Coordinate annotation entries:
— start —
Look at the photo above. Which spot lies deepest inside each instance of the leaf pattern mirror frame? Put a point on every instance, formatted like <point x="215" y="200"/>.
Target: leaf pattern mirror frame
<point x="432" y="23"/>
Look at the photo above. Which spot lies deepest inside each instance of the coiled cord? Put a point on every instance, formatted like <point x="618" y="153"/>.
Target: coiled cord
— end —
TASK GOAL> Please arrange every line of the material above as a JSON list of strings, one string per line, with blank lines left out.

EXERCISE RESULT>
[
  "Look at the photo above. Which spot lies deepest inside each instance of the leaf pattern mirror frame? Put a point on every instance, formatted like <point x=\"215\" y=\"200\"/>.",
  "Target: leaf pattern mirror frame",
  "<point x=\"432\" y=\"23\"/>",
  "Look at the photo above. Which spot lies deepest inside each instance of the coiled cord? Put a point on every instance, formatted like <point x=\"618\" y=\"153\"/>.",
  "Target: coiled cord"
]